— Page excerpt —
For many, making a plan means buying a generator or investing in solar panels or getting an inverter. They’re expensive solutions, but the fact that the batteries are being stolen with increasing regularity from our cellphone towers - apparently for direct export to Zimbabwe - shows us that the green economy is upon us, whether we like it or not.

In fact, Hiten Parmer, the director of uYilo, the government-sponsored think tank and lab at the Nelson Mandela University looking specifically at electro-mobility, reckons the Eskom crisis has been a blessing in disguise because it’s started the “de-carbonisation of the national grid”. If it sounds like a euphemism for people making a plan, you’re probably right.

Electric vehicles have more of a chance in this country, not because we want to save the economy, but because they’re effectively batteries on wheels that you can charge up at home and then drive around in town to your heart’s content for about three days between charges - and the tech is getting better and cheaper.

It’s the South African way: when things don’t work, the haves merely contract out; whether Panyaza Lesufi or Aaron Motsoaledi like it or not. Education? Health? Security? Go private.


Many better off households in badly run municipalities have put in boreholes and JoJo tanks - or both. Generators are no longer a luxury, but an essential - for those who can afford them.

Saved entries:
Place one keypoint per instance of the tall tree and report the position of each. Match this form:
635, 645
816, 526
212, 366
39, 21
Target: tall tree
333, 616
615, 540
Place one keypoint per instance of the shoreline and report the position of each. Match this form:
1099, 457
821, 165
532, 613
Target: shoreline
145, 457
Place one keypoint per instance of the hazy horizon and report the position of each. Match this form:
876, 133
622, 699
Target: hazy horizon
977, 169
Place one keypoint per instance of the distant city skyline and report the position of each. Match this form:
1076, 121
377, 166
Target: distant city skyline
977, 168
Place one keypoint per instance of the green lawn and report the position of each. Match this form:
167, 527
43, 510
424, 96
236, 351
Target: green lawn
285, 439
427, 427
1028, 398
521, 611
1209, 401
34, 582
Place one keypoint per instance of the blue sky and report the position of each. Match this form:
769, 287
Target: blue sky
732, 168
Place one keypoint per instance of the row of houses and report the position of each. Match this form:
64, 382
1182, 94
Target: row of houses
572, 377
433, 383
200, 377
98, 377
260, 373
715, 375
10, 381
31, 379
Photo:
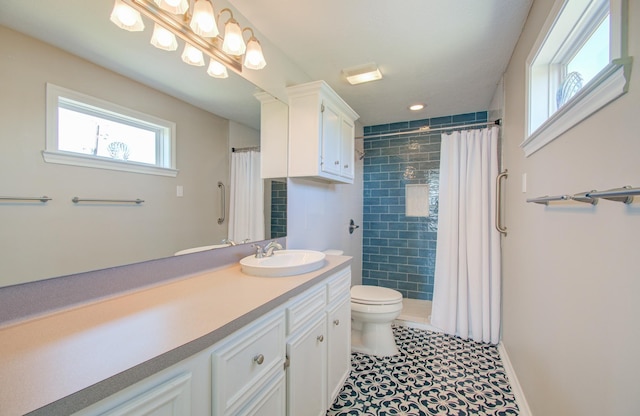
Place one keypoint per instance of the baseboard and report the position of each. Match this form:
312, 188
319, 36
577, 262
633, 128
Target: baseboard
513, 381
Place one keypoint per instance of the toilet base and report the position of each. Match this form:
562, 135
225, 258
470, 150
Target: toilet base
373, 339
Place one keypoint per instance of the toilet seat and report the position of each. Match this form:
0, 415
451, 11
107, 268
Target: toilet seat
375, 295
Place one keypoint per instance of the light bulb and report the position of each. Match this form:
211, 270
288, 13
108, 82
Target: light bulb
125, 17
203, 21
217, 70
254, 59
173, 6
233, 43
163, 39
192, 56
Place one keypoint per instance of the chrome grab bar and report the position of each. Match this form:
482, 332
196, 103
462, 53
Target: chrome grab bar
544, 200
26, 198
501, 228
224, 203
624, 195
138, 201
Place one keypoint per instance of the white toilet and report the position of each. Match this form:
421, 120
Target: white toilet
373, 309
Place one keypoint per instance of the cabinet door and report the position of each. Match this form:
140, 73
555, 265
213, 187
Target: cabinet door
331, 140
306, 375
347, 162
339, 347
271, 402
172, 398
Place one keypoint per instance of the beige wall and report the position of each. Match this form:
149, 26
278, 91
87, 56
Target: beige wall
571, 282
41, 240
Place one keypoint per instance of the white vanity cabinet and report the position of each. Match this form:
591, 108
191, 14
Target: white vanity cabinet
248, 366
321, 134
318, 346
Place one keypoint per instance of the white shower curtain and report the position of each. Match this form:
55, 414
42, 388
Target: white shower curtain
246, 208
466, 295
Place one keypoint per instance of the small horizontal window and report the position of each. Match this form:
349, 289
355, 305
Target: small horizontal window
85, 131
577, 66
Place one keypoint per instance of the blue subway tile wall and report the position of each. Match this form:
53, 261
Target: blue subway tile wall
399, 251
278, 209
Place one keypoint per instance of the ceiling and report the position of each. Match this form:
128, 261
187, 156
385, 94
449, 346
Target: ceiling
447, 55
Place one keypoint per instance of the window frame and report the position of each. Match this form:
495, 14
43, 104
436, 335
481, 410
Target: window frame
609, 84
165, 141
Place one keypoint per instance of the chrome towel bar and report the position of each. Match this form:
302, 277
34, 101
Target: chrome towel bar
501, 228
25, 198
76, 199
624, 195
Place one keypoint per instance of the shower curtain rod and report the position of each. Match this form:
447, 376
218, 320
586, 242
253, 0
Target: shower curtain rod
426, 129
245, 149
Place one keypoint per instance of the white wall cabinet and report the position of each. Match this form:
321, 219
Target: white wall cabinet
274, 127
321, 134
244, 374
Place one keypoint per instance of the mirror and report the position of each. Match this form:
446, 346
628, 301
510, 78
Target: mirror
47, 239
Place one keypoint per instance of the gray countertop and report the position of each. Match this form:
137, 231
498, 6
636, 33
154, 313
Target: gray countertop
64, 361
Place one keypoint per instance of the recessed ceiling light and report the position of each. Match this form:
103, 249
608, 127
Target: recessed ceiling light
363, 73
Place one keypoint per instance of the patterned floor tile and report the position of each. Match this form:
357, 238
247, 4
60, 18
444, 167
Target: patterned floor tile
434, 374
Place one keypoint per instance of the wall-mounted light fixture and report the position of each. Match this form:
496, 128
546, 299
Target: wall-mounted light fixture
363, 73
195, 22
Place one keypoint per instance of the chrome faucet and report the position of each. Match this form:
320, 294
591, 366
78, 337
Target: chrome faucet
268, 250
271, 247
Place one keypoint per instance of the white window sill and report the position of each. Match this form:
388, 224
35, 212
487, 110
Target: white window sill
611, 83
73, 159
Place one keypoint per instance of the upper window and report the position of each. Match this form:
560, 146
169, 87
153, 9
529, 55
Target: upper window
575, 68
85, 131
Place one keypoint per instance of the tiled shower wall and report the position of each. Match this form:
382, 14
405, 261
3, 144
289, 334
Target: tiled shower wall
278, 209
399, 252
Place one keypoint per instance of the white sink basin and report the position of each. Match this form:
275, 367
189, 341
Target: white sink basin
283, 263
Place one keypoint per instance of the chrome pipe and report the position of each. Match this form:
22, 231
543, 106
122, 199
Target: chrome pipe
501, 228
224, 202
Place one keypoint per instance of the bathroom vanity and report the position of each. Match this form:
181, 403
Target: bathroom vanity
219, 342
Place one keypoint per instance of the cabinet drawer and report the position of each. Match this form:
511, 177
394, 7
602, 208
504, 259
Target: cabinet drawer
243, 359
304, 307
339, 285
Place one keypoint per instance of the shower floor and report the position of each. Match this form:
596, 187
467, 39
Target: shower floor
416, 313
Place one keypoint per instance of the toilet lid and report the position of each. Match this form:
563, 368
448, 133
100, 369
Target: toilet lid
375, 295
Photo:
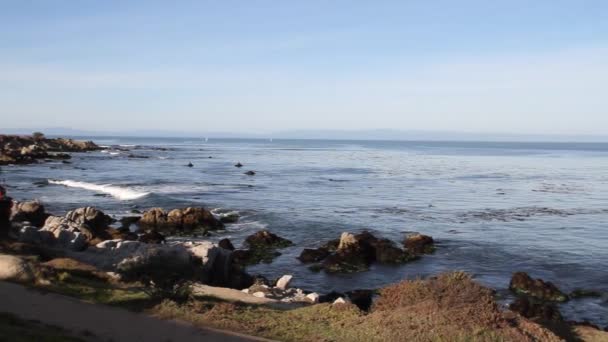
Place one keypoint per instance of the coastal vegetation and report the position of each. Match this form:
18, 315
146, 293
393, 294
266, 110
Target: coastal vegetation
128, 263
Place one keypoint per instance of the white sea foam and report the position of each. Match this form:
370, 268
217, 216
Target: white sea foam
121, 193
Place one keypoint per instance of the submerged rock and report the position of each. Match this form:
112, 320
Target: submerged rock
522, 283
15, 269
186, 219
152, 237
309, 255
20, 149
226, 244
263, 247
355, 253
419, 244
284, 281
29, 211
532, 309
265, 239
93, 218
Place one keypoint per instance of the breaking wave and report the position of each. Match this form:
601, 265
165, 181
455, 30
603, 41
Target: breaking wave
121, 193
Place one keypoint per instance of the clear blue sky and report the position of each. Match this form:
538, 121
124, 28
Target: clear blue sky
262, 66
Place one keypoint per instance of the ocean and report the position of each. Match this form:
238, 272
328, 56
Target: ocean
493, 208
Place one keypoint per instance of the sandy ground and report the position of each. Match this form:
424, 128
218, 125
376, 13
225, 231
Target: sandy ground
104, 322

— What you will do —
• 1. Could you reproduce the saved entries verbatim, from the line containing "Place one keypoint per instance of the ocean" through the end of the saved entries?
• 2. How would you resume the piece on South Africans making their own plans around load-shedding and failing public services, picking up after its final sentence?

— Expected outputs —
• 1.
Place one keypoint per instance of the ocean and report the position of each. Match this form:
238, 272
328, 56
Target: ocean
493, 208
Place one keypoint per instance of the sandy ground and report the position of each. Match this form:
424, 128
218, 125
376, 13
225, 231
Target: sandy ground
104, 322

• 2.
What of our politics? We live in an era of increasing expedience and opportunism by those we choose to represent us - to say nothing of a growing lack of accountability -where coalitions with polar opposite political bedmates trump principles for the opportunity to get a seat at the table or cling to power.

The net result is almost always the same; recriminations as reality sours the brief rush of the honeymoon as the commentariat gnash their teeth and rend their hair, but the electorate will just quietly make a plan.

One of the most worrying aspects of last year’s general election was the growing apathy among voters only 25 years into South Africa’s democratic liberation - after centuries where the majority were denied the vote - and especially among first-time voters, born frees, who couldn’t even have been bothered to register on the voters roll.

Ultimately, are we are going to lose interest in our politics - as we “make a plan”?

But what happens when we can no longer make a plan?

Emigration?

Increasing numbers of those who qualify are doing just that, belying the nationalists’ claim that it’s just scared recalcitrant racists.

For the rest; for the have-nots regardless of their hue who can’t opt out, who can’t leave - and whose hopes have been dashed. That’s called revolution - and not the thieving Teletubbies in red version either.

We need to make a plan - for all of us - while we still can.

* Ritchie is a journalist and a former newspaper editor.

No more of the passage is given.